» Action item: Every single record needs to be restated word for word.

» Records from a dataset:
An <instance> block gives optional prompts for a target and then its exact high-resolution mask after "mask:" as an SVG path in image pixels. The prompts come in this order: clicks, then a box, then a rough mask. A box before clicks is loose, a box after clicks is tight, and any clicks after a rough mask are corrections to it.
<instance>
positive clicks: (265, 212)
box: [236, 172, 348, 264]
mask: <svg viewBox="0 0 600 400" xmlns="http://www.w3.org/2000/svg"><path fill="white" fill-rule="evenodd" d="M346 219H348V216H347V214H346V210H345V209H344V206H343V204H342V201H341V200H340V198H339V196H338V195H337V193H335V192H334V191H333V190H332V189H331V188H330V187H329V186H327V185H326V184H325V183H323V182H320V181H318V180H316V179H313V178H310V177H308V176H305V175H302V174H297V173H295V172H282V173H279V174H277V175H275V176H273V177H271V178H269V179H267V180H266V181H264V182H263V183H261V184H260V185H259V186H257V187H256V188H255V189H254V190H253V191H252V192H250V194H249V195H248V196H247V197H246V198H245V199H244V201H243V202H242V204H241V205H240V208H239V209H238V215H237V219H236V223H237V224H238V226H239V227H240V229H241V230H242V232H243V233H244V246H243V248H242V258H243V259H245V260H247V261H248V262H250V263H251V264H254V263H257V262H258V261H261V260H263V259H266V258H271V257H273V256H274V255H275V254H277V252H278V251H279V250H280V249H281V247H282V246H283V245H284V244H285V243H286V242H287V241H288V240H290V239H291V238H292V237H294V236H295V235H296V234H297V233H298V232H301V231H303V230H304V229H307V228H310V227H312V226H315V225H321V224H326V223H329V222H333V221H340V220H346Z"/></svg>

» Result for this task:
An <instance> block gives optional prompts for a target and then its exact high-resolution mask after "mask:" as an SVG path in image pixels. The prompts come in this order: clicks, then a box, then a rough mask. A box before clicks is loose, a box after clicks is tight, and any clicks after a rough mask are corrections to it.
<instance>
positive clicks: (265, 212)
box: [236, 172, 348, 264]
mask: <svg viewBox="0 0 600 400" xmlns="http://www.w3.org/2000/svg"><path fill="white" fill-rule="evenodd" d="M346 219H348V216H347V214H346V210H345V209H344V206H343V204H342V201H341V200H340V198H339V196H338V195H337V193H335V192H334V191H333V190H332V189H331V188H330V187H329V186H327V185H326V184H325V183H323V182H320V181H318V180H316V179H313V178H310V177H308V176H305V175H302V174H297V173H295V172H282V173H279V174H277V175H275V176H273V177H271V178H269V179H267V180H266V181H264V182H263V183H261V184H260V185H259V186H257V187H256V188H255V189H254V190H253V191H252V192H250V194H249V195H248V196H247V197H246V198H245V199H244V201H243V202H242V204H241V205H240V208H239V209H238V215H237V219H236V223H237V224H238V226H239V227H240V229H241V230H242V232H243V233H244V246H243V248H242V258H243V259H245V260H247V261H248V262H250V263H251V264H254V263H257V262H258V261H261V260H263V259H266V258H271V257H273V256H274V255H275V254H277V252H278V251H279V250H280V249H281V247H282V246H283V245H284V244H285V243H286V242H287V241H288V240H290V239H291V238H292V237H294V236H295V235H296V234H297V233H298V232H301V231H303V230H304V229H307V228H310V227H312V226H315V225H321V224H326V223H329V222H333V221H340V220H346Z"/></svg>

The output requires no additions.